Written problem
Copy out all of the entries below with every instance of "marker" changed to "dot" and everything else left as is.

──────────────────────────────

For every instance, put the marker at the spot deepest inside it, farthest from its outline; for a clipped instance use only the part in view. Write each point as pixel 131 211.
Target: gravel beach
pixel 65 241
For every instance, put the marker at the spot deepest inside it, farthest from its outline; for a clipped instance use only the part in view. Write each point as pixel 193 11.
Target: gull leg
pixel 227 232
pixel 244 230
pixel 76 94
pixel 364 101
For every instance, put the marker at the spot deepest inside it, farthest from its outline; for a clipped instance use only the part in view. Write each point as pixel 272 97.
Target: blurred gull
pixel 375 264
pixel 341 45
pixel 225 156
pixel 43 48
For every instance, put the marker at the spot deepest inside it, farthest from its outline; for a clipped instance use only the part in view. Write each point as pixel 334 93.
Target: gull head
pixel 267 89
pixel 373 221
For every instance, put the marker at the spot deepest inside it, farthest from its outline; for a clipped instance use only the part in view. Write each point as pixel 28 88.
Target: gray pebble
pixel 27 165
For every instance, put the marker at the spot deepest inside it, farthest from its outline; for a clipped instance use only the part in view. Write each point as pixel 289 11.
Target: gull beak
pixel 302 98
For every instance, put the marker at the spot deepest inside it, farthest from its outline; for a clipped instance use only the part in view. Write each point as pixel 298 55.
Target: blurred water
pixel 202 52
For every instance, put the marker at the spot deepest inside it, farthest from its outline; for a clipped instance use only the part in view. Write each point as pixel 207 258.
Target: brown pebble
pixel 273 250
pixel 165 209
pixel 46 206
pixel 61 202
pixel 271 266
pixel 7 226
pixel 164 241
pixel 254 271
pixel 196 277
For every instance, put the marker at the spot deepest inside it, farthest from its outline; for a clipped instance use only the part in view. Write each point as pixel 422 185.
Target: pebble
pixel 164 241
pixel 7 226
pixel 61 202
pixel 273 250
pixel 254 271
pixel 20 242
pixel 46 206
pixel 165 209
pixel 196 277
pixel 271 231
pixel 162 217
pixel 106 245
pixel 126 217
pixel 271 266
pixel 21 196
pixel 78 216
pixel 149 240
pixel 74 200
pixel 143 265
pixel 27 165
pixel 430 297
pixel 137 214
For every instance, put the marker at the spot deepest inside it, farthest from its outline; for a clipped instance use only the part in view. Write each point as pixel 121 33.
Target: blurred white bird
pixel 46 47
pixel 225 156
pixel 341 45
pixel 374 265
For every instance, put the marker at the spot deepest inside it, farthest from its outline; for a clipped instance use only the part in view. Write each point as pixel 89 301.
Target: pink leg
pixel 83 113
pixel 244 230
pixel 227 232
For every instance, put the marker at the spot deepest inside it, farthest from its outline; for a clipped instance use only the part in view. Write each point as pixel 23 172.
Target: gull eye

──────────────────────────────

Solution for this problem
For every instance, put the dot at the spot deepest inside it, farthest from its outline; for a clipped instance use only the part in view. Write each point as pixel 131 211.
Target: gravel beach
pixel 65 241
For every instance, put the dot at the spot deepest inside it, farthest from its outline; for a clipped instance use only the part in view. Write each point as pixel 193 11.
Target: gull leg
pixel 227 232
pixel 244 230
pixel 76 94
pixel 364 101
For every instance, put the dot at the spot deepest inside it, farthest from its outline; for a clipped instance use only the part in view. Write each point as pixel 272 97.
Target: blurred gull
pixel 375 264
pixel 341 45
pixel 225 156
pixel 43 48
For every instance, put the dot at the spot deepest inside it, farthest from its outline; for a clipped instance use only the part in view. Write each point as pixel 334 93.
Target: gull head
pixel 267 89
pixel 373 221
For every instance, put the dot at the spot deepest inside it, farthest from its outline; for a clipped instance use only the part in view. Write each point as pixel 28 88.
Target: gray pebble
pixel 27 165
For every instance, put the dot at the spot deepest inside it, farthest from its outline; for a clipped instance use only the part in view. Write each point as pixel 289 11.
Target: gull beak
pixel 302 98
For every instance, put the dot at the spot deepest inside it, farthest from its outline; for a clipped instance use only the part in view. Write each point as pixel 298 55.
Target: blurred water
pixel 202 52
For every instance, put the dot at the spot deepest inside it, farthest from its outline; for a clipped instance use only the part in view. Write each point as pixel 207 258.
Target: brown pebble
pixel 273 250
pixel 165 209
pixel 46 206
pixel 61 202
pixel 271 266
pixel 7 226
pixel 164 241
pixel 254 271
pixel 196 277
For every instance, put the dot at the spot deepest inside it, farthest from its outline; for a clipped instance use only the part in view. Write each point as pixel 422 185.
Target: pebble
pixel 164 241
pixel 7 226
pixel 61 202
pixel 273 250
pixel 254 271
pixel 20 242
pixel 46 206
pixel 165 209
pixel 196 277
pixel 271 231
pixel 162 217
pixel 106 245
pixel 126 217
pixel 271 266
pixel 21 196
pixel 78 216
pixel 149 240
pixel 74 200
pixel 143 265
pixel 27 165
pixel 430 297
pixel 137 214
For every instance, put the dot at the spot deepest inside it, farthest from its outline; for a clipped instance use only the part in view. Write each point as pixel 121 33.
Target: blurred white bird
pixel 46 47
pixel 225 156
pixel 341 45
pixel 374 265
For every instance, put the dot at the spot deepest inside it, farthest from its outline; for a clipped instance use only the part in view. Write each point as pixel 89 301.
Target: pink leg
pixel 83 113
pixel 244 230
pixel 227 232
For every instance, put the dot at the spot deepest inside it, farthest from its outline; for a clipped instance use only the part in view. Write each point as pixel 23 172.
Target: gull eye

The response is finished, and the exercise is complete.